→ **THE EXERCISE**
In the data below, copy the stretch from the line containing "Label every white upper" through the line containing "290;314;524;427", swapping "partially occluded" for "partly hidden". Leave everything else unchanged.

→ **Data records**

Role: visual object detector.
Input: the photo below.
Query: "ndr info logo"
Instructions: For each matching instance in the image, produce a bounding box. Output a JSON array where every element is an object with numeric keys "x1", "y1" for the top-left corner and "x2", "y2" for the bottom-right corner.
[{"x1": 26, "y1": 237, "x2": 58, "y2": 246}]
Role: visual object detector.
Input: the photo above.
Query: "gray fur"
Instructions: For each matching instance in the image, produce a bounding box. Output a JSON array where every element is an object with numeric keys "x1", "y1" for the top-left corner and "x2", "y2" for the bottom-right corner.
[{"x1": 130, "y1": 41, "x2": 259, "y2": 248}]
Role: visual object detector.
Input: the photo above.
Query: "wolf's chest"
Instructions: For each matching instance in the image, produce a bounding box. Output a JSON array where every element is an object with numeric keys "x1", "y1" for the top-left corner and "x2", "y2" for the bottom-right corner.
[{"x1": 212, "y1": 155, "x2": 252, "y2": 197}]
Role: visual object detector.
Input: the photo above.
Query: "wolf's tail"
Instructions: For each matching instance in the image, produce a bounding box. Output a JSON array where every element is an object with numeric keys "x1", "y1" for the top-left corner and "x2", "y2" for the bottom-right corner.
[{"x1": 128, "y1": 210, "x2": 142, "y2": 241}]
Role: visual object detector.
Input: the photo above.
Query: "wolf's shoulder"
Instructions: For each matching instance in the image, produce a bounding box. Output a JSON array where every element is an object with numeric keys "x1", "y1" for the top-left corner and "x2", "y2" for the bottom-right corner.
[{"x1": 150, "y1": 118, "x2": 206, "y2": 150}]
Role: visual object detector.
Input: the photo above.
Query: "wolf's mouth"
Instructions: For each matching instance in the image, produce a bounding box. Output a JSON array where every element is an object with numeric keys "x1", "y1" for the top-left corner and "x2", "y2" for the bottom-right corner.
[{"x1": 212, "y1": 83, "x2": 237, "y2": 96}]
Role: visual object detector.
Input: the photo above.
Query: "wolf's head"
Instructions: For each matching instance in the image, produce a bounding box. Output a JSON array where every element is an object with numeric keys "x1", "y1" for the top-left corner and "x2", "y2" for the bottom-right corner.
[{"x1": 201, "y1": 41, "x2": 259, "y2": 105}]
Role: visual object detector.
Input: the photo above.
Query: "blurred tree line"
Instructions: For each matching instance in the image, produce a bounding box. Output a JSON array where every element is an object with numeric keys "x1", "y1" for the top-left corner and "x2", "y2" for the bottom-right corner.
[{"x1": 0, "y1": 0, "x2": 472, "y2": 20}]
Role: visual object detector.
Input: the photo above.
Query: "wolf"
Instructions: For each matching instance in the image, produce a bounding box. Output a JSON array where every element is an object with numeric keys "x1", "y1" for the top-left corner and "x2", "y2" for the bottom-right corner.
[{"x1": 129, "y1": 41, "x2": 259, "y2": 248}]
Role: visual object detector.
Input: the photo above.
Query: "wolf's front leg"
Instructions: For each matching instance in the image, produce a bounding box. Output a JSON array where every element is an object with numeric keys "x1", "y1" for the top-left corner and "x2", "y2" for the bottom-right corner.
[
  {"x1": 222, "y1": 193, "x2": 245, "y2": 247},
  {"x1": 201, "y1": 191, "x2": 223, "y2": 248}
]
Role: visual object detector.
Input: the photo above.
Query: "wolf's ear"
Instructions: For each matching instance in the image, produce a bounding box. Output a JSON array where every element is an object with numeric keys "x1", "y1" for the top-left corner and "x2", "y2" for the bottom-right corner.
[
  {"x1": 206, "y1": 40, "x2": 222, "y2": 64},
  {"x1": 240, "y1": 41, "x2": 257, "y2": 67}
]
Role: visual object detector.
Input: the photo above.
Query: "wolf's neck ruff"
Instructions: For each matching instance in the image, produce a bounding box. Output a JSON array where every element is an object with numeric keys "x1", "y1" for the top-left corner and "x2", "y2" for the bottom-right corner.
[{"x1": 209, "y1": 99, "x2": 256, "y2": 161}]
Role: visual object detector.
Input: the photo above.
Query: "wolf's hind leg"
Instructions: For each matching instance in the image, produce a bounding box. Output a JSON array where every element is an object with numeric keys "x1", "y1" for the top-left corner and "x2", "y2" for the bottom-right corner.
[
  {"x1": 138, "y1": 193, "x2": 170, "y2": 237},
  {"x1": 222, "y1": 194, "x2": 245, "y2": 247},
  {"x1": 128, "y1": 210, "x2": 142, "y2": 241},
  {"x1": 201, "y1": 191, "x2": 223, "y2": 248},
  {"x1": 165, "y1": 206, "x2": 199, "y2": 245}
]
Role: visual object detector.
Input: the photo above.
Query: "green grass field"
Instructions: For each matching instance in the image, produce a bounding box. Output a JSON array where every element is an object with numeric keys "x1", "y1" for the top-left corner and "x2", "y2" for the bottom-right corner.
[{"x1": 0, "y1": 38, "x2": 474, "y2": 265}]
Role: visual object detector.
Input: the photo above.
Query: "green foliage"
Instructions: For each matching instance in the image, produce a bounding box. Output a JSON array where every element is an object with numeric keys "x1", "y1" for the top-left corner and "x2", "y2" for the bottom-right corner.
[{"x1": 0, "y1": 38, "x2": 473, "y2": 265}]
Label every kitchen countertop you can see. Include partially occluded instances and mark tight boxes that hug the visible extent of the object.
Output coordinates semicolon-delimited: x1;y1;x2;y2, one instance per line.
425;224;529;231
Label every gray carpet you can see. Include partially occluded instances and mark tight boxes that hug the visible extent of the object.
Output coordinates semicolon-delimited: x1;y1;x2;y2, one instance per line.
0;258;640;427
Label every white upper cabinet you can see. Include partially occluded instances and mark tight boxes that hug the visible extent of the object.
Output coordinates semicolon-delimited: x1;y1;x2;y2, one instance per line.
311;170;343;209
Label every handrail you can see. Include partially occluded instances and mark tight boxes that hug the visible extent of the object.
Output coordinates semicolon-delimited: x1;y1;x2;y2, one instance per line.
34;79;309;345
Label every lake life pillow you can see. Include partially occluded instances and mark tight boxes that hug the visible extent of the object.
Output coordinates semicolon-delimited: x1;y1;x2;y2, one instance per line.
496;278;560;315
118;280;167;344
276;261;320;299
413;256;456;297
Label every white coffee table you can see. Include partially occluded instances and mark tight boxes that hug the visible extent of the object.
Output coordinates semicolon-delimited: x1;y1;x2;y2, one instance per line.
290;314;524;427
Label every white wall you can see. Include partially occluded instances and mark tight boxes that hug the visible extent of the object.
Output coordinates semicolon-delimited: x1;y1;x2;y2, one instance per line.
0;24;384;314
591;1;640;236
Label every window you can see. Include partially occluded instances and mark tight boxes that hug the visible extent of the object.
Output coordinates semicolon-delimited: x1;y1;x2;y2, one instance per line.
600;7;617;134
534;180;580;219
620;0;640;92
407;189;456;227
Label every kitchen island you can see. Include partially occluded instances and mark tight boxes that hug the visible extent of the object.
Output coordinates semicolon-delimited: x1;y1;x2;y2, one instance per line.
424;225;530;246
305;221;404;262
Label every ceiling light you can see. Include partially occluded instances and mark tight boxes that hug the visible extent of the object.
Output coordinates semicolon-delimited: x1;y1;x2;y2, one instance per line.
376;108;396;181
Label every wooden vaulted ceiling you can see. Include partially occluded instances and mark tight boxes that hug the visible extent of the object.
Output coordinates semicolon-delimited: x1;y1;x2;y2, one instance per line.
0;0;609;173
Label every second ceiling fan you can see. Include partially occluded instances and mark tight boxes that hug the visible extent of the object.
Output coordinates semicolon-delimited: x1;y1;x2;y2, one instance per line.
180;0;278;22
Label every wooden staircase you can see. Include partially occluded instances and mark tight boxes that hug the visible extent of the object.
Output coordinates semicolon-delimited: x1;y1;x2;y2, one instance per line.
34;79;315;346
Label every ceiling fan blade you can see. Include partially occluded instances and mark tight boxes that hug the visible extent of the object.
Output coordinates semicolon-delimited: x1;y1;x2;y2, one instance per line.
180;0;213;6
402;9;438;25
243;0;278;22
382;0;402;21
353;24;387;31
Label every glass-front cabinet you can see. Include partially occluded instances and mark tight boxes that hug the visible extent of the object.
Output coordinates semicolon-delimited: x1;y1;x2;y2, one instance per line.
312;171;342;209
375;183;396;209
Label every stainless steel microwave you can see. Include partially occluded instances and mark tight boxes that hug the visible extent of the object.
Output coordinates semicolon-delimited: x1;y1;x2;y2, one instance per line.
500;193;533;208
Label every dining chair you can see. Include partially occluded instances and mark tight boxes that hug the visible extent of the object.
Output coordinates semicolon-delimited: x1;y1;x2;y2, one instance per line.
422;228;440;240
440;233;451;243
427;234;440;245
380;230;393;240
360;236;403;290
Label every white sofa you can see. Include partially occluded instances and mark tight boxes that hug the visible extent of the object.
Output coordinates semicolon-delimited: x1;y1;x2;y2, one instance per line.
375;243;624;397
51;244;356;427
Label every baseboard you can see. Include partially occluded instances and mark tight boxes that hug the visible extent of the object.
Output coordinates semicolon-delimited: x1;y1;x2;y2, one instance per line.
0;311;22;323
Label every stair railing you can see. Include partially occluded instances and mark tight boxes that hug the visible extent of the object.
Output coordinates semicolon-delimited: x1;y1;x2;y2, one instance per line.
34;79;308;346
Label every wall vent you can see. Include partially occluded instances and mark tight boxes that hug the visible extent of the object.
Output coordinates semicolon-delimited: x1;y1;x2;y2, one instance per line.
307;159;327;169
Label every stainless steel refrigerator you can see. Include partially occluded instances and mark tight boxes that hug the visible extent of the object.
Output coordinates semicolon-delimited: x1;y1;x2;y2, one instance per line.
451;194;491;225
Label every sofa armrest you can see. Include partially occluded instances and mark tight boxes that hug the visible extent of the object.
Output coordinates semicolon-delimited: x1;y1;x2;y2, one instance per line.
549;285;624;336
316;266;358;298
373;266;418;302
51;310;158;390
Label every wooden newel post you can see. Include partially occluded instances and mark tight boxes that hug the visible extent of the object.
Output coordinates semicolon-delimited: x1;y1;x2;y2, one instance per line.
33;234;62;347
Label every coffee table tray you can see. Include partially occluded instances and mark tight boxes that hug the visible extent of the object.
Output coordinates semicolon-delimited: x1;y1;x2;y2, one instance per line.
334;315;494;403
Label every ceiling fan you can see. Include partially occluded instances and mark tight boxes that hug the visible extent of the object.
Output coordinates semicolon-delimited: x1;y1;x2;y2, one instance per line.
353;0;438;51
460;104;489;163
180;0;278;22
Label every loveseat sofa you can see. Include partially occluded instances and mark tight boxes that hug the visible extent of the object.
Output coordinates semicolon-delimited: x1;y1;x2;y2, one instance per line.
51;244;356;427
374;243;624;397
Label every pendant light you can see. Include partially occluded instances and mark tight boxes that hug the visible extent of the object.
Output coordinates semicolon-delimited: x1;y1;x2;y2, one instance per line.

→ **OUTPUT**
Label every white upper cabinet you can see. Include partly hidden instances and mark tight boxes that hug the visible extent of the object.
Output coordinates semicolon-delimited: x1;y1;x2;y2, one instance per line.
311;170;343;209
Label every handrail you can see. Include partly hidden instances and mark tight boxes that hug the visible extent of the object.
Output coordinates semicolon-delimited: x1;y1;x2;y2, one instance per line.
34;79;309;345
Label every lake life pillow you can see. Include partly hidden instances and mark tight boxes that hug the visible extent of the object.
Output coordinates semicolon-delimited: x1;y1;x2;y2, one instance per line.
496;278;560;315
118;280;167;344
276;261;320;299
413;256;456;297
Label every white coffee table you can see. Include partly hidden instances and mark tight boxes that hug the visible extent of the object.
Output coordinates semicolon-delimited: x1;y1;x2;y2, one instance per line.
290;314;524;427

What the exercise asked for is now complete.